Information given:
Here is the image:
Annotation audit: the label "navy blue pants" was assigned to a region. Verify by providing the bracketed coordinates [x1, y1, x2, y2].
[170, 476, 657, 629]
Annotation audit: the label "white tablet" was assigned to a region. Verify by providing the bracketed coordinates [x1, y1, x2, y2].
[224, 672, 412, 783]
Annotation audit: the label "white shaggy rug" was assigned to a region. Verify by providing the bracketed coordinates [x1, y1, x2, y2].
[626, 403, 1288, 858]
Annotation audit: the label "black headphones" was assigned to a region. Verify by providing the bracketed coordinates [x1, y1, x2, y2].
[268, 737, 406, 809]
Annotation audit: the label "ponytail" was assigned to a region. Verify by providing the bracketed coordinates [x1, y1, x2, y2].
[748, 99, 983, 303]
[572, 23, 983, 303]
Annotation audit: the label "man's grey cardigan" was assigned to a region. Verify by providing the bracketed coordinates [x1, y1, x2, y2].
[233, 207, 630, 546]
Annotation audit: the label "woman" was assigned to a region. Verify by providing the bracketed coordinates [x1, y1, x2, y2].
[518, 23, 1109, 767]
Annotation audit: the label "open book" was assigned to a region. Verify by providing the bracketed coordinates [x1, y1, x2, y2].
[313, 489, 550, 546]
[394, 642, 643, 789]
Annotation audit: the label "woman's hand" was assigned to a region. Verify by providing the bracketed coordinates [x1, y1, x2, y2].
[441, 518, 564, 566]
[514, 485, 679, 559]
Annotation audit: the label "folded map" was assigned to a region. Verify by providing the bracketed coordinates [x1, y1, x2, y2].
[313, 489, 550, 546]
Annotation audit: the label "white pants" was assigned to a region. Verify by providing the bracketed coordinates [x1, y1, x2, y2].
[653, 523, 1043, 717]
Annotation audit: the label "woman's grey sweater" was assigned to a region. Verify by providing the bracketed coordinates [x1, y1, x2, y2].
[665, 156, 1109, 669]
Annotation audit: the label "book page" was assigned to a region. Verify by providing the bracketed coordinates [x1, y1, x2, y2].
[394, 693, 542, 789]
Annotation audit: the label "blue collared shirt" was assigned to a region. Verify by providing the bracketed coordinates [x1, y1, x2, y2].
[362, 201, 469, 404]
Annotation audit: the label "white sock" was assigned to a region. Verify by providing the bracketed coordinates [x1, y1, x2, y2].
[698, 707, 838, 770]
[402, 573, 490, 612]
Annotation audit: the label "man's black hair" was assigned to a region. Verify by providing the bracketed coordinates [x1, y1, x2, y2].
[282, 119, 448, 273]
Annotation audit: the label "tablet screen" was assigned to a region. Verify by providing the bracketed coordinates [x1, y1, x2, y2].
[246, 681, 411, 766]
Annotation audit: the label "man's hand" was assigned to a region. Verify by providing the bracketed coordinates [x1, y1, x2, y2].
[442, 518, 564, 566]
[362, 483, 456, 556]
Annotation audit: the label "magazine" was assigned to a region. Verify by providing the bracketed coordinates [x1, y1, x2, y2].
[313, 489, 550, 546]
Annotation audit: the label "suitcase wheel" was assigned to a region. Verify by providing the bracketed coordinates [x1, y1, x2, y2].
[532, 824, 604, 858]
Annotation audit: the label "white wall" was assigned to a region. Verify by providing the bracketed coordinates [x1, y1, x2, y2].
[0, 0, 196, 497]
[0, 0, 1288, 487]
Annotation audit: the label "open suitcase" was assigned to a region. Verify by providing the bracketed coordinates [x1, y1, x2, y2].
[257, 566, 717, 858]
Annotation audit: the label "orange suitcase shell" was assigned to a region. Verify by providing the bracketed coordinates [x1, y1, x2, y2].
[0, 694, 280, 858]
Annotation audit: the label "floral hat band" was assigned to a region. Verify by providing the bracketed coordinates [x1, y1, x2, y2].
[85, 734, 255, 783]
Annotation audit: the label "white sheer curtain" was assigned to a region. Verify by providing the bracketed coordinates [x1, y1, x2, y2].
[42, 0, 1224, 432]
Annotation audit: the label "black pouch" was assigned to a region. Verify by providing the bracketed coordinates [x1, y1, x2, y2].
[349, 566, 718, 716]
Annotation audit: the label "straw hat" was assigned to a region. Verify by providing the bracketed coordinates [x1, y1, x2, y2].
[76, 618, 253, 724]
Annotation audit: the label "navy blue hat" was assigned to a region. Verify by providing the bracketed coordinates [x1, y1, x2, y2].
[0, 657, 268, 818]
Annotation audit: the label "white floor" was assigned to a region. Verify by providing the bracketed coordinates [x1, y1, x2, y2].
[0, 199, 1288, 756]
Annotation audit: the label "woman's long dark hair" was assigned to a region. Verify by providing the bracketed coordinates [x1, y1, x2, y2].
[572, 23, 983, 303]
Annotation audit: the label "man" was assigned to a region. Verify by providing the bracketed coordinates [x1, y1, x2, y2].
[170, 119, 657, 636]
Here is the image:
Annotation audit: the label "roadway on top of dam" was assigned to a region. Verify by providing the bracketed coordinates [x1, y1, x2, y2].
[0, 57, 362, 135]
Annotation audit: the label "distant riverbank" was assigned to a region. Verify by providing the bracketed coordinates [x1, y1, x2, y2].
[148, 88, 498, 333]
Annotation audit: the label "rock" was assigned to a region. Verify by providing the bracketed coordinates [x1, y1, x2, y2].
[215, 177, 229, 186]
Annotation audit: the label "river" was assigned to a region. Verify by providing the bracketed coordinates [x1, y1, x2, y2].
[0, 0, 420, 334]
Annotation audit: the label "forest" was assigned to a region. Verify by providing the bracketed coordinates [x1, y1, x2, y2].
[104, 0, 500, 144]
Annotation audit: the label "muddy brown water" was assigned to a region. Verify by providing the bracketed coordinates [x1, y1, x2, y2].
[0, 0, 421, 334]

Directions for this task: Extract the complete data, matching each line exactly.

Solved exercise:
Here is the image:
Annotation audit: the label "navy blue pants" was assigned to a region. Verify by providing the bracketed coordinates [x1, y1, x2, y2].
[170, 476, 657, 629]
Annotation audit: the label "white tablet" was assigned to a region. Verify by providing the bracketed coordinates [x1, y1, x2, y2].
[224, 672, 412, 783]
Annotation audit: the label "white shaggy rug" was assigned to a region. Verify by providing the bracketed coordinates [x1, y1, x2, y2].
[626, 403, 1288, 858]
Annotation audit: the label "black headphones" was assigned to a region. Verify by providing the bracketed coordinates [x1, y1, x2, y2].
[268, 737, 406, 809]
Annotation audit: the label "ponytail" was assigned to a region. Verify by providing the bracketed coordinates [x1, y1, x2, y2].
[748, 99, 983, 303]
[572, 23, 983, 303]
Annotation audit: the label "man's grey cardigan" was assigned to a region. Verify by providing the bracketed coordinates [x1, y1, x2, y2].
[233, 207, 630, 546]
Annotation audit: the label "woman" was assigned to a region. Verify by providing the bracketed coordinates [x1, y1, x2, y2].
[518, 23, 1109, 767]
Annotation audit: the label "open book" was assigned to a region. Verify by providing the bracketed coordinates [x1, y1, x2, y2].
[313, 489, 550, 546]
[394, 642, 643, 789]
Annotation audit: the label "woman's hand" was assigned to a region. Verify by providing the bracketed coordinates [x1, y1, x2, y2].
[441, 518, 564, 566]
[514, 485, 679, 559]
Annotation audit: the label "folded map" was assigned to a region. Verify by providing the bracketed coordinates [x1, y1, x2, y2].
[313, 489, 550, 546]
Annotation audit: the label "white pants" was assigned to a region. Verify by providing the bracketed coordinates [x1, y1, x2, y2].
[653, 523, 1043, 717]
Annotation audit: the label "woman's grey sweater" was assigned to a region. Verify by providing the bracketed coordinates [x1, y1, x2, y2].
[665, 156, 1109, 669]
Annotation audit: the label "book page" was assigned to a region. Verify by providing the bracketed coordinates [x1, y1, x2, y2].
[394, 693, 542, 789]
Annotation audit: the label "blue collared shirt" was assigned to a region. Verify by providing the bracketed coordinates [x1, y1, x2, y2].
[362, 201, 469, 404]
Annotation audit: the label "white sock" was assigned to a region. Verify by providing the bracketed coordinates [x1, y1, x2, y2].
[698, 707, 838, 770]
[402, 573, 490, 612]
Annotation audit: the label "man's black hair" was assigned to a region. Verify by providing the bracketed coordinates [x1, y1, x2, y2].
[282, 119, 448, 273]
Annotation audit: the label "tablet screen" was assigned to a region. Verify by providing the bracketed coordinates [x1, y1, x2, y2].
[246, 681, 411, 766]
Annotation audit: the label "man's hand" was assigned to a region. Verify by providing the bracketed coordinates [x1, y1, x2, y2].
[442, 518, 564, 566]
[362, 483, 456, 556]
Annotation audit: the label "magazine" was assigned to a region. Verify by providing the bracketed coordinates [x1, y1, x2, y2].
[313, 489, 550, 546]
Annotation audit: the label "suitcase wheel" was assigned to a region. Verify by providing the bracketed coordinates [x1, y1, x2, y2].
[532, 824, 604, 858]
Annotation audit: the label "white wall" was assigned to a region. Verify by providing the bracketed coordinates [x1, y1, x2, y2].
[0, 0, 196, 497]
[0, 0, 1288, 487]
Annotation audit: the label "open suitcase" was assigned to a region. Verify by providing the bracketed coordinates [x1, y1, x2, y2].
[257, 566, 717, 858]
Annotation audit: the label "orange suitcase shell" was assigned to a region. Verify by providing the bracketed coordinates [x1, y1, x2, y2].
[0, 694, 280, 858]
Annotation audit: the label "floral hat band" was assigned to a region. Verify by providing the bracketed coordinates [x1, y1, x2, y2].
[85, 734, 255, 783]
Annotation audit: the label "white sheer curtain" was assigned to a region. Verify by providing the bracketed coordinates [x1, y1, x2, y2].
[42, 0, 1224, 432]
Annotation audit: the label "black pouch" was assigned to a region. Verify by providing the bracketed coordinates [x1, y1, x2, y2].
[349, 566, 718, 716]
Annotation audit: the label "straw hat" was assigned to a region. Verify by providing the bracketed coordinates [x1, y1, x2, y2].
[76, 618, 253, 724]
Annotation audit: the label "navy blue hat" was assigned to a region. Verify by providing the bracketed coordinates [x1, y1, x2, y2].
[0, 657, 268, 818]
Annotation audit: the label "white floor" was assigned to a region. Verify by providing the bracketed coordinates [x1, y1, x2, y2].
[0, 199, 1288, 756]
Annotation audit: the label "woman's long dark hair" was assigned to a region. Verify by providing the bracketed coordinates [x1, y1, x2, y2].
[572, 23, 983, 303]
Annotation audit: the label "man" was assigned to a region. Verify by providing the bracketed coordinates [x1, y1, x2, y2].
[170, 119, 657, 636]
Here is the image:
Annotation audit: the label "roadway on top of dam" was assigned to a region. Verify by providing the bracketed coordinates [x1, y1, x2, y2].
[0, 57, 362, 135]
Annotation audit: the label "distant riverbank" was assigned to a region. Verify by providing the bracketed coordinates [x1, y1, x2, y2].
[148, 88, 498, 333]
Annotation audit: the label "rock" was assigned to a region. Verify by providing the bracketed coordinates [x1, y1, x2, y2].
[215, 177, 229, 186]
Annotation audit: the label "river" was assigned to a region. Verify by providing the bracketed coordinates [x1, y1, x2, y2].
[0, 0, 420, 334]
Annotation audit: the label "forest" was assigned to a region. Verify by providing the bracketed coordinates [x1, y1, x2, y2].
[104, 0, 500, 144]
Annotation audit: the label "muddy brown water" was assigned to a region. Verify by providing the bracketed coordinates [x1, y1, x2, y2].
[0, 0, 421, 334]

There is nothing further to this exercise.